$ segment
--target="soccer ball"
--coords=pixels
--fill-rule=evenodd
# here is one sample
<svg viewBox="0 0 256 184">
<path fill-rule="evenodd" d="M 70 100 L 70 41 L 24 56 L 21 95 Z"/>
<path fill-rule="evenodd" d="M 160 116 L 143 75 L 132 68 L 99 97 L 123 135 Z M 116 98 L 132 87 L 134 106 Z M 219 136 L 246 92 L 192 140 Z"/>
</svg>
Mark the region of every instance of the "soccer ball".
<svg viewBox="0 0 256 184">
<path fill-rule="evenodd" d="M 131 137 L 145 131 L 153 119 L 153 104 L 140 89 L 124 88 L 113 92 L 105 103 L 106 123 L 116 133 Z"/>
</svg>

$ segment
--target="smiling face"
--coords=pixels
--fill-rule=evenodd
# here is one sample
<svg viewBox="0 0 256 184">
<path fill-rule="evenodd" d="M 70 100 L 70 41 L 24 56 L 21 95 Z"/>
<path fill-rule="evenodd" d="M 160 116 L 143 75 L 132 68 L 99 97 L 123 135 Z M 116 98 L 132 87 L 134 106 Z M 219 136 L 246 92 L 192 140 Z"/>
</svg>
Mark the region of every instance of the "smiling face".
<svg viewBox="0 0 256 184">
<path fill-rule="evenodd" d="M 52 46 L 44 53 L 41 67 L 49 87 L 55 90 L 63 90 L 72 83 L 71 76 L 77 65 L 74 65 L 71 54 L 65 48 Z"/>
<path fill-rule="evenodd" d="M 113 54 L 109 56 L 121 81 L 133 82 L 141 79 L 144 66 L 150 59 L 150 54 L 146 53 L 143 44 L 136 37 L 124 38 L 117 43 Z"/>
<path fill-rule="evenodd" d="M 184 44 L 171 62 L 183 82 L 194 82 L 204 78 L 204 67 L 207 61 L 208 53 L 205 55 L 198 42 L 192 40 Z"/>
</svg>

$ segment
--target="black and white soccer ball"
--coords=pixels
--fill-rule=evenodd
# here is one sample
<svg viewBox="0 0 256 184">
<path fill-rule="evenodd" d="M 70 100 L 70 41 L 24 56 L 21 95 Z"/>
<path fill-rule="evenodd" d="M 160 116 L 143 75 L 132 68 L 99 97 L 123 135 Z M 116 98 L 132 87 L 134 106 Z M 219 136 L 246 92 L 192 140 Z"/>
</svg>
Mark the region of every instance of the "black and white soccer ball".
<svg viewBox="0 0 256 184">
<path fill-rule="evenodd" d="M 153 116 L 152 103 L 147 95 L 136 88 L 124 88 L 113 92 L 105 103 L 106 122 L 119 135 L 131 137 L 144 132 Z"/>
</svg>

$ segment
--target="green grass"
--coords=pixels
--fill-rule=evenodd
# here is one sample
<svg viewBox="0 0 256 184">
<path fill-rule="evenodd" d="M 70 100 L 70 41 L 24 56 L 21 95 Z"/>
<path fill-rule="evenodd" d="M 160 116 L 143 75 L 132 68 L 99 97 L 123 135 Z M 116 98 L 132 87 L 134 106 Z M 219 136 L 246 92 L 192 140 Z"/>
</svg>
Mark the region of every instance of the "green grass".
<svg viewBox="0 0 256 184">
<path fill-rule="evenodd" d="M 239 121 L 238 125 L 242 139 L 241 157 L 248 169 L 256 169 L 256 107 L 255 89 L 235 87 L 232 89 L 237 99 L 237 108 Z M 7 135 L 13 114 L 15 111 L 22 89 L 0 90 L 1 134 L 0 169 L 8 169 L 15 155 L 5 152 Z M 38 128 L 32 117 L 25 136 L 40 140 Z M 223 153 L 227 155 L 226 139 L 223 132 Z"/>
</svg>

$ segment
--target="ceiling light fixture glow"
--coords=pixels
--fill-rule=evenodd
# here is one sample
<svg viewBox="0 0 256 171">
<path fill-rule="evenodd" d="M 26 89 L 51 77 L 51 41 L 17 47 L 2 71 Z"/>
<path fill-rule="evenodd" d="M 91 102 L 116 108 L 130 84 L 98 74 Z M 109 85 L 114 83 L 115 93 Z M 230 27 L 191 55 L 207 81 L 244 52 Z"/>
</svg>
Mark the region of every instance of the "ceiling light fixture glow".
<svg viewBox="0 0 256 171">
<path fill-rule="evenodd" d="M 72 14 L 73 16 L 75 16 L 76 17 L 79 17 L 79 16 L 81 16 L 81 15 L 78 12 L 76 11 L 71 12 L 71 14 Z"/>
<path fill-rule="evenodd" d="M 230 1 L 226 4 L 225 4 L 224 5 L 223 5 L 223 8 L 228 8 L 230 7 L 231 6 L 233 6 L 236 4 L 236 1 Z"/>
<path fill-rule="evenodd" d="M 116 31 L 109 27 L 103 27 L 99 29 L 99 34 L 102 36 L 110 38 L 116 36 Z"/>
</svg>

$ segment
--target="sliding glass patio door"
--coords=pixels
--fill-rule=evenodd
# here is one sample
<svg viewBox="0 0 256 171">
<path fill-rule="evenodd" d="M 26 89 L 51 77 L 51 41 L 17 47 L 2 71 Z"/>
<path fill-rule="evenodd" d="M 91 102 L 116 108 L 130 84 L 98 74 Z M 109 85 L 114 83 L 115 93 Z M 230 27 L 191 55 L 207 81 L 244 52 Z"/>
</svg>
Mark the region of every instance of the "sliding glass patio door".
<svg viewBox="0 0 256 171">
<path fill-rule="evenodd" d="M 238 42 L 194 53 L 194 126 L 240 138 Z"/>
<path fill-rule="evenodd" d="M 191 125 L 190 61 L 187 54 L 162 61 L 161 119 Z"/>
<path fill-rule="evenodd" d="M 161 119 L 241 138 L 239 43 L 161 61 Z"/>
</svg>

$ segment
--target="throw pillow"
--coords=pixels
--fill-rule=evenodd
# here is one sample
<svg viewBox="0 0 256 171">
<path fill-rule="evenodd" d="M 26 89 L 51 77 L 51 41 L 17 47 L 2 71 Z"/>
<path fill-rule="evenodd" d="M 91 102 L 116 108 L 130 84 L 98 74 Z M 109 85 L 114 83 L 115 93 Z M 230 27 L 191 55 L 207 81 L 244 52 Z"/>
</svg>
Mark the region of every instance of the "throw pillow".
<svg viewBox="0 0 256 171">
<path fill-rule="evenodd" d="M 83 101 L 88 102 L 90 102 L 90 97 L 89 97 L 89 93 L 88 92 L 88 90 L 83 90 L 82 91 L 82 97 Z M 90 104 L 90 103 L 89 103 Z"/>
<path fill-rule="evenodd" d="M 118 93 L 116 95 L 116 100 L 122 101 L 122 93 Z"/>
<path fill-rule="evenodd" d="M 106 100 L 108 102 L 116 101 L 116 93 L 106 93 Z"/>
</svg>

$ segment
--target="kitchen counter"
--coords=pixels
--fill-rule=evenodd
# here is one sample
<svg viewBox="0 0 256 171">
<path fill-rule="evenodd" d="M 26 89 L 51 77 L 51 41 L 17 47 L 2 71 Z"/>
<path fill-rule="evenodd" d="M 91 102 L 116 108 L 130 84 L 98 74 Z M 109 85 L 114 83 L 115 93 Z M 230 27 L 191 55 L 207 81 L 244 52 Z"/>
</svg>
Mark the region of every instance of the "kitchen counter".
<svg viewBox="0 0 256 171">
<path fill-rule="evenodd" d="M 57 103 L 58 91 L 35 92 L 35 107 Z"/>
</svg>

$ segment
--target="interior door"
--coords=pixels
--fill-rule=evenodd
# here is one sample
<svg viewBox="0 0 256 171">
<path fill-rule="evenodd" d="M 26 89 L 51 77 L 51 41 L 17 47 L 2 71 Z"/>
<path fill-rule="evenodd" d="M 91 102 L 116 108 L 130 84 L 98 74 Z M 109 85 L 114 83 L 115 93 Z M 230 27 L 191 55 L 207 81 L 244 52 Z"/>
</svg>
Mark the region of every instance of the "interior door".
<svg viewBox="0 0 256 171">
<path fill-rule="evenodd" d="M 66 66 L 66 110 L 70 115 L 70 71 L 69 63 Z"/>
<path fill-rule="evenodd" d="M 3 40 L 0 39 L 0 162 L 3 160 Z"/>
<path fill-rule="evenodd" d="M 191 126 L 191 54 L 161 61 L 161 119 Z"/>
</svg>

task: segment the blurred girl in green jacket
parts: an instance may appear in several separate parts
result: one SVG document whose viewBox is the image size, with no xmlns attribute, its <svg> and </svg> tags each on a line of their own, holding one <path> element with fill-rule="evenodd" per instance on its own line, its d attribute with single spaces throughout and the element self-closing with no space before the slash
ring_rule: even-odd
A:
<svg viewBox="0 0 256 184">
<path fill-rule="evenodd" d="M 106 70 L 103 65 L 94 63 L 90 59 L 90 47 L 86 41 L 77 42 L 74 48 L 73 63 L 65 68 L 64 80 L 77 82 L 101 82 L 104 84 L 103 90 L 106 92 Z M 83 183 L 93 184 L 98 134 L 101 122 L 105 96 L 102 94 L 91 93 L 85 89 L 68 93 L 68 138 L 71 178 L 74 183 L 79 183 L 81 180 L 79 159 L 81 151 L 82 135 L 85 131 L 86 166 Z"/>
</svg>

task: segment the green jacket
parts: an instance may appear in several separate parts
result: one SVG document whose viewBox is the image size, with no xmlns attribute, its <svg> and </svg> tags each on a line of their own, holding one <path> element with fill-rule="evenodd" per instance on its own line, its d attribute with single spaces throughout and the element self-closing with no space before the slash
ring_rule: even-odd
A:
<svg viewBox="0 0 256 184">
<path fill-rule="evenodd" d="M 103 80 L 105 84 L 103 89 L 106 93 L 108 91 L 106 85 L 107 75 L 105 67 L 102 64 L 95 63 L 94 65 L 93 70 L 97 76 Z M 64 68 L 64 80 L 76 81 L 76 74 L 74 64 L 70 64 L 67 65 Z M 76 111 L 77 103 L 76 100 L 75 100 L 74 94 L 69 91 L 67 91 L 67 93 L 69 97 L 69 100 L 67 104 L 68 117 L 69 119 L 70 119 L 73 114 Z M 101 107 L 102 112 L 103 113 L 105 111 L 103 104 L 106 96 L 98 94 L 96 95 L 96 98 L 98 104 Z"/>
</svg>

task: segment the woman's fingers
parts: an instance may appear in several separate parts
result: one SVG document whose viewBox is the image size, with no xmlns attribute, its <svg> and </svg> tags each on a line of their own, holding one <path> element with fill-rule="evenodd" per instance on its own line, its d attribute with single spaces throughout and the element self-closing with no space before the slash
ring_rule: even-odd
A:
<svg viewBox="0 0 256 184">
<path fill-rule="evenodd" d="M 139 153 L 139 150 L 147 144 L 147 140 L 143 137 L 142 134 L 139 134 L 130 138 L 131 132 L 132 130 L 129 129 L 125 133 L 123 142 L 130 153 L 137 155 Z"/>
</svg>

———

== TASK DESCRIPTION ==
Pick out each line of the items that contains the string "throw", and copy those lines.

== FULL SOLUTION ==
--target="throw pillow"
Mark the region of every instance of the "throw pillow".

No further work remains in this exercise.